» **TASK PROMPT**: Pictures should be omitted; restate word for word the lines from the one holding "Exercise. Point to the thin" through the last line of the entries below.

» **MATERIAL FOR THIS TASK**:

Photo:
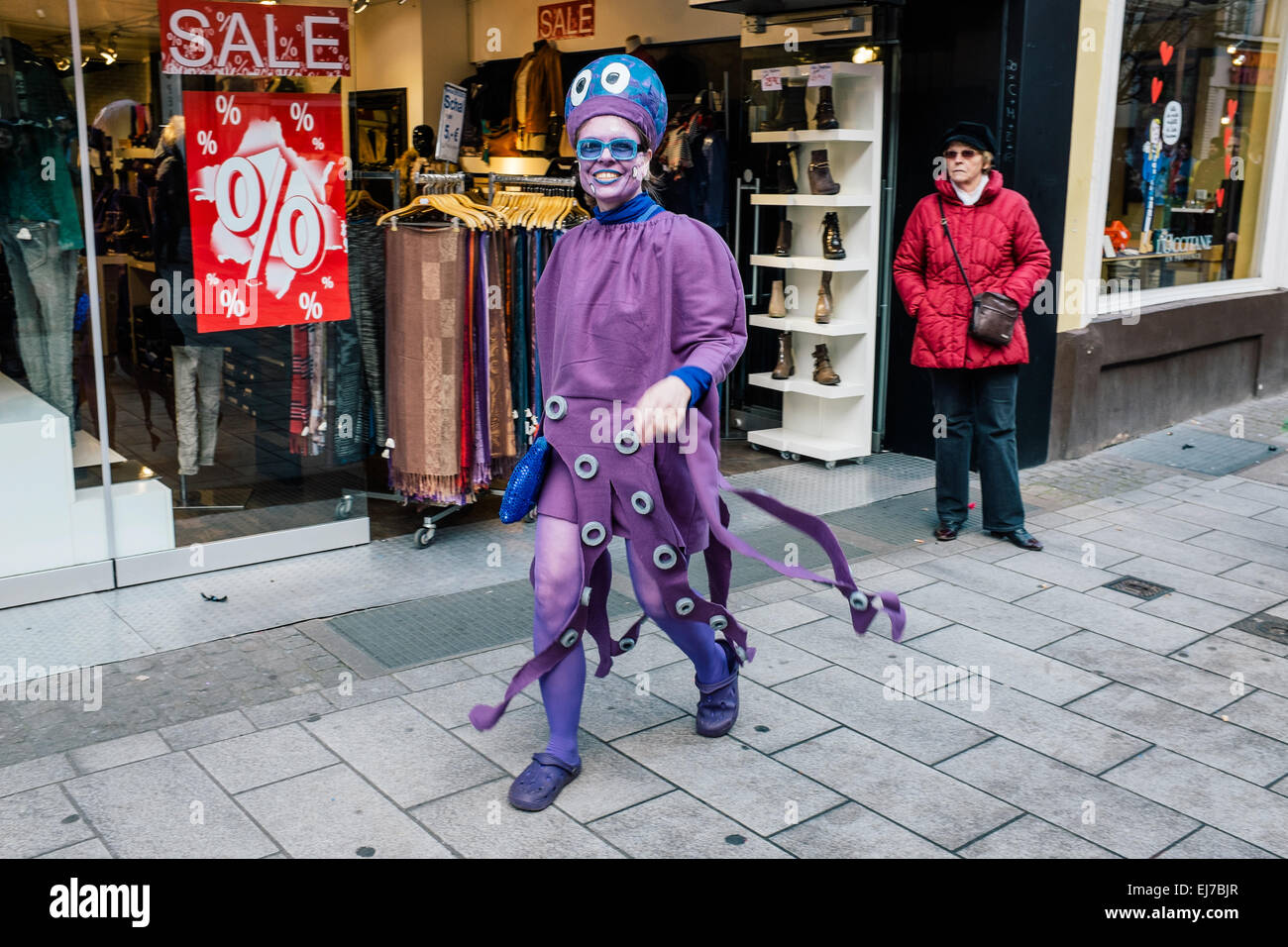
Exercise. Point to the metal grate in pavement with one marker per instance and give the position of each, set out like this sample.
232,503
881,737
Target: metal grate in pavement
432,629
1185,447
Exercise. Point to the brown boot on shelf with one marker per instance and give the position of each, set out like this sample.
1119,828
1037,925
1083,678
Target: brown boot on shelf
777,302
786,368
824,118
832,248
823,308
823,372
785,239
820,174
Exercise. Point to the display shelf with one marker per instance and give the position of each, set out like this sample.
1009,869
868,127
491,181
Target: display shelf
799,384
825,449
806,324
853,200
850,264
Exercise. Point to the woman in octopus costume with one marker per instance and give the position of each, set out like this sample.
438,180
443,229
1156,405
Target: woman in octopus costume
640,311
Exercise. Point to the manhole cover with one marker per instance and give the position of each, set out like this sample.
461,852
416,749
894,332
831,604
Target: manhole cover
1137,587
1265,626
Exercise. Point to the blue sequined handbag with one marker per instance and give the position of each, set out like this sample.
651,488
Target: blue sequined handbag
520,492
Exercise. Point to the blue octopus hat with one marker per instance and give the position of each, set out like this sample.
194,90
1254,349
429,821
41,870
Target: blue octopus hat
619,85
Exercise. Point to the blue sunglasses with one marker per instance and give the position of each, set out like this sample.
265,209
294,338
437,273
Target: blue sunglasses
619,149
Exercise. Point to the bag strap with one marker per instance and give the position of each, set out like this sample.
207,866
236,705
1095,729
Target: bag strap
943,219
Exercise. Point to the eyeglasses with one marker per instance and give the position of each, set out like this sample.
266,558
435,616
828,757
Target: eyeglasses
619,149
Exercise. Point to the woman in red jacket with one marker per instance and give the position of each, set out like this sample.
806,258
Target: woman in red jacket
973,381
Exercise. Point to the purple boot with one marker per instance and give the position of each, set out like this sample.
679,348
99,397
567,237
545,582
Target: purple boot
540,784
717,706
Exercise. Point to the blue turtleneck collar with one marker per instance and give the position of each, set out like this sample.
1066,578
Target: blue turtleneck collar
639,208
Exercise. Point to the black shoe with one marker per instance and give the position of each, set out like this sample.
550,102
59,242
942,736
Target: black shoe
1020,538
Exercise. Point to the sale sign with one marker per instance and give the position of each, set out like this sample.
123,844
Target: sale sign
266,197
254,40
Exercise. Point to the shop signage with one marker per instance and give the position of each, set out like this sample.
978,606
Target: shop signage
266,197
566,20
253,40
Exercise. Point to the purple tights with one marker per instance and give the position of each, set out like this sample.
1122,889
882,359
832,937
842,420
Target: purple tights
558,586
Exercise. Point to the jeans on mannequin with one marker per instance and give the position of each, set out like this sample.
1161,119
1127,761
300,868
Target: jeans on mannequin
44,291
198,376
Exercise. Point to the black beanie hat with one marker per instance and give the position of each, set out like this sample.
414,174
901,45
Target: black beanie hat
970,133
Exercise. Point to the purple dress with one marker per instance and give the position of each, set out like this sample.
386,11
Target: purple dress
617,308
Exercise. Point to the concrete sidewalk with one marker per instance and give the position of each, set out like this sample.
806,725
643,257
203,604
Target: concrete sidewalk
1029,711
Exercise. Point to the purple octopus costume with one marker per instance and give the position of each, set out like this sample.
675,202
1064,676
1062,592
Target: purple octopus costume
618,307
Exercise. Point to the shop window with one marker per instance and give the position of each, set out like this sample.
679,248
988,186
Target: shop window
1190,149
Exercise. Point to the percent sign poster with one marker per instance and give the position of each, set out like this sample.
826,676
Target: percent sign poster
266,197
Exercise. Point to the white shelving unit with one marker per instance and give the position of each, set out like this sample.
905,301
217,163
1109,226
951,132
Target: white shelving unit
829,423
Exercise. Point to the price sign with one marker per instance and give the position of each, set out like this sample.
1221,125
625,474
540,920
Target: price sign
819,73
266,196
451,118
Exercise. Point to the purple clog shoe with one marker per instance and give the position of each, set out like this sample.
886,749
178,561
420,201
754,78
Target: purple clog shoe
537,787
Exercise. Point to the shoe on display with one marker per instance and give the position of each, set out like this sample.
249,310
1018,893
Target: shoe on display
823,308
823,372
820,174
786,367
824,116
832,248
777,302
785,239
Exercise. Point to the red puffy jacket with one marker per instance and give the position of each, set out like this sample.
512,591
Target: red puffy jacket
1003,252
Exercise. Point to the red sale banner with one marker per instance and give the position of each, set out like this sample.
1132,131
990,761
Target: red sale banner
266,197
253,39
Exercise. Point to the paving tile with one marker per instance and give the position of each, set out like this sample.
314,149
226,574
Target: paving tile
115,753
679,826
1009,664
265,757
918,797
434,674
1031,838
1212,843
1219,799
885,712
1000,618
971,574
207,729
853,831
741,783
778,615
38,772
166,806
90,848
449,705
31,822
1196,612
1258,669
1113,621
1163,677
408,757
334,813
482,823
1085,805
1056,571
767,720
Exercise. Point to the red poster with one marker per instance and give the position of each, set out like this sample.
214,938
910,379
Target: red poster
266,196
566,20
206,38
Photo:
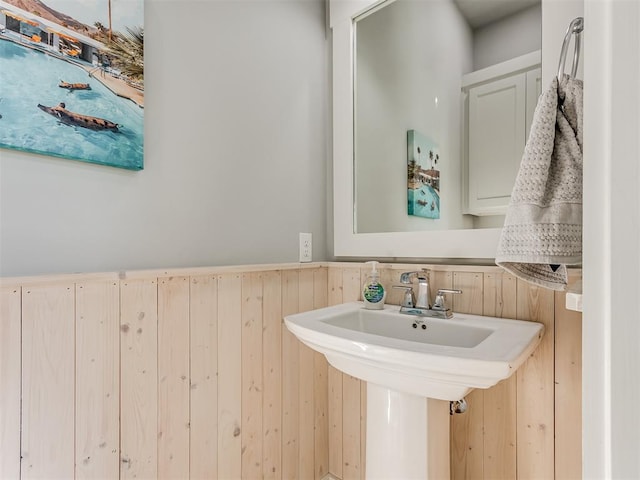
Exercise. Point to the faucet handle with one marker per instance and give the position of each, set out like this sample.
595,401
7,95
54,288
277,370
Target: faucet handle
409,299
439,303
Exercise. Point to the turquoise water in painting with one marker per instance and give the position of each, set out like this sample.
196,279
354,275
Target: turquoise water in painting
29,77
424,202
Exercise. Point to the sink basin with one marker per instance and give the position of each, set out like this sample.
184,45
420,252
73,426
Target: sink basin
445,360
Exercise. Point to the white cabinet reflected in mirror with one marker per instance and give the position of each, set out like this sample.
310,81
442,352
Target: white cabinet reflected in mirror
399,66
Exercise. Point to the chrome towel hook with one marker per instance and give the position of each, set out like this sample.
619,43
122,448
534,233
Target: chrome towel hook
575,28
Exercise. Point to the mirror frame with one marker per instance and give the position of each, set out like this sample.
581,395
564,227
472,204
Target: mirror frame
450,244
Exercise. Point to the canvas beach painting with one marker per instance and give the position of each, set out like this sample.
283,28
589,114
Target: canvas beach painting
72,79
423,178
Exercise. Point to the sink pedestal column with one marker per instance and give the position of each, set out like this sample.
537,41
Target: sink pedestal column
407,436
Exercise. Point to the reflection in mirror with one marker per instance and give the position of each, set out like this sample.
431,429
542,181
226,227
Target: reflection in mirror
411,58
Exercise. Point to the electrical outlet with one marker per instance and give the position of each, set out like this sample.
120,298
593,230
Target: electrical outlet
305,247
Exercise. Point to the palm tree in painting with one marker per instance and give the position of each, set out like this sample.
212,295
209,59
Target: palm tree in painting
128,51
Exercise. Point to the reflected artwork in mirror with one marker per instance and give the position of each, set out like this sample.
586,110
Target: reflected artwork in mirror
410,62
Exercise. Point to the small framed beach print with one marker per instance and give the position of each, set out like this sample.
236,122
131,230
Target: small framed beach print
423,176
72,76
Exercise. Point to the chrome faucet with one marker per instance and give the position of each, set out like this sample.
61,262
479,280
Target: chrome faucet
422,298
419,304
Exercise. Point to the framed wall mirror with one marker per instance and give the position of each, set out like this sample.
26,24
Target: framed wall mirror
400,69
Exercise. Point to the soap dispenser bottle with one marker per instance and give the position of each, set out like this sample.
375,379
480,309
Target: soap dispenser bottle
373,293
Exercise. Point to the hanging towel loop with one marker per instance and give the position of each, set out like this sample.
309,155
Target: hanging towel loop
575,28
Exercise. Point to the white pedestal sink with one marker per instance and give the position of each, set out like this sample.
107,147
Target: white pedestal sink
404,365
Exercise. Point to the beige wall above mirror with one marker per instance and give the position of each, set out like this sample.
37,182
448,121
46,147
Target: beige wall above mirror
370,199
411,59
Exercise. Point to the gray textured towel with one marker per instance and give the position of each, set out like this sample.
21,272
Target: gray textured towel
543,228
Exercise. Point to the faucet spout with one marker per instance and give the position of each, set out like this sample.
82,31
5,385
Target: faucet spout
422,297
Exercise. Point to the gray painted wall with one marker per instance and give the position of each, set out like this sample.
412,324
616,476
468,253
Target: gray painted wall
236,154
523,29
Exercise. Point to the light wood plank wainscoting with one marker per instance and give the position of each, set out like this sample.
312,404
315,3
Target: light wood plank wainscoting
192,374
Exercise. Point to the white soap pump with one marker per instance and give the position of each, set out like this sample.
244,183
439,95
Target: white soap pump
373,293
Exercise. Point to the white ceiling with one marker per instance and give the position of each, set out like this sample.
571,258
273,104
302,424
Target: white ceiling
482,12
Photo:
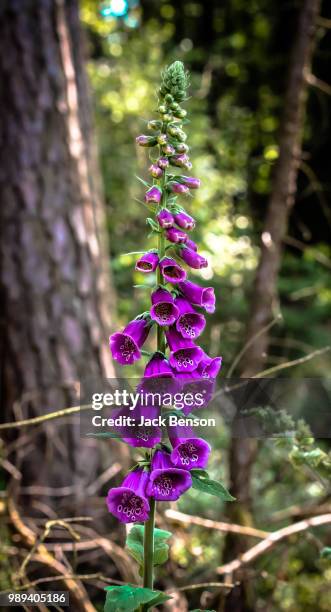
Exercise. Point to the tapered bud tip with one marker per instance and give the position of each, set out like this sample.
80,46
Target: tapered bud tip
165,218
146,141
191,182
155,171
178,188
175,235
163,163
162,139
153,195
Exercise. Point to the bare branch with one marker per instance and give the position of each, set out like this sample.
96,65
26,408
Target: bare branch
318,83
180,517
204,585
273,539
44,417
290,364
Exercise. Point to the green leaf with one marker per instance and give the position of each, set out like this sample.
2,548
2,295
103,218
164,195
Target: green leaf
135,545
142,181
128,598
158,600
133,253
141,286
152,224
326,553
212,487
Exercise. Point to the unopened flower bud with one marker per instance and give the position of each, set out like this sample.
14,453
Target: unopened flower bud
154,194
163,162
180,113
181,135
155,171
184,221
175,235
178,188
181,147
193,259
168,149
146,141
173,130
191,182
191,245
165,218
179,160
162,139
154,124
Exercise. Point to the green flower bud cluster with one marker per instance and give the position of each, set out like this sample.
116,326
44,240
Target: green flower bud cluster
175,82
168,131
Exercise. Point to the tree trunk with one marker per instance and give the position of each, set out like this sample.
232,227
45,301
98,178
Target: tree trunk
56,298
264,294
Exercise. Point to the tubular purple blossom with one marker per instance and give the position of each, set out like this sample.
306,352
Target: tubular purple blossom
171,271
158,367
185,221
129,502
184,355
178,188
162,139
179,160
163,311
199,296
175,235
192,385
181,147
165,218
190,324
153,195
166,483
146,141
191,182
155,171
191,245
209,367
125,346
193,259
147,262
168,149
188,451
163,162
141,436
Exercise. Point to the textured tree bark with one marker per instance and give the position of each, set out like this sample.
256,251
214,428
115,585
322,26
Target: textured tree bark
264,294
56,299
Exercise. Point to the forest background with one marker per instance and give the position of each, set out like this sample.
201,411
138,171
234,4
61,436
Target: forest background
256,67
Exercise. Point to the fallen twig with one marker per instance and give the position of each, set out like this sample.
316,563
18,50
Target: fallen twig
220,526
272,539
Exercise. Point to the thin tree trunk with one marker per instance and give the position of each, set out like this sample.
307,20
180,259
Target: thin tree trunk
264,294
56,300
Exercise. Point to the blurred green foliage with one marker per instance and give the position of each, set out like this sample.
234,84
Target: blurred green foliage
238,53
234,112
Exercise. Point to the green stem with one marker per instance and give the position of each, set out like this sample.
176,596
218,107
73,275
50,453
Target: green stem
148,579
149,548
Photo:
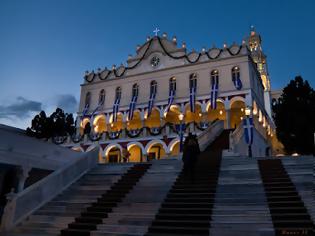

» **PROBLEM SOLUTION**:
Exercise. Point to the thin tree trunk with one marker per instance and give the position of each, set out like this sample.
307,20
180,259
Target: thin tree trunk
264,294
56,300
Exercise. Point to the blurred green foliage with one marker per instance and give the position of each, set out like this sample.
234,84
Target: blurred green foliage
238,53
234,112
Exercise. Point to the green stem with one marker per instance and give the position of each, set out like this sample.
176,596
218,107
73,275
50,453
Target: green stem
148,579
149,548
Photo:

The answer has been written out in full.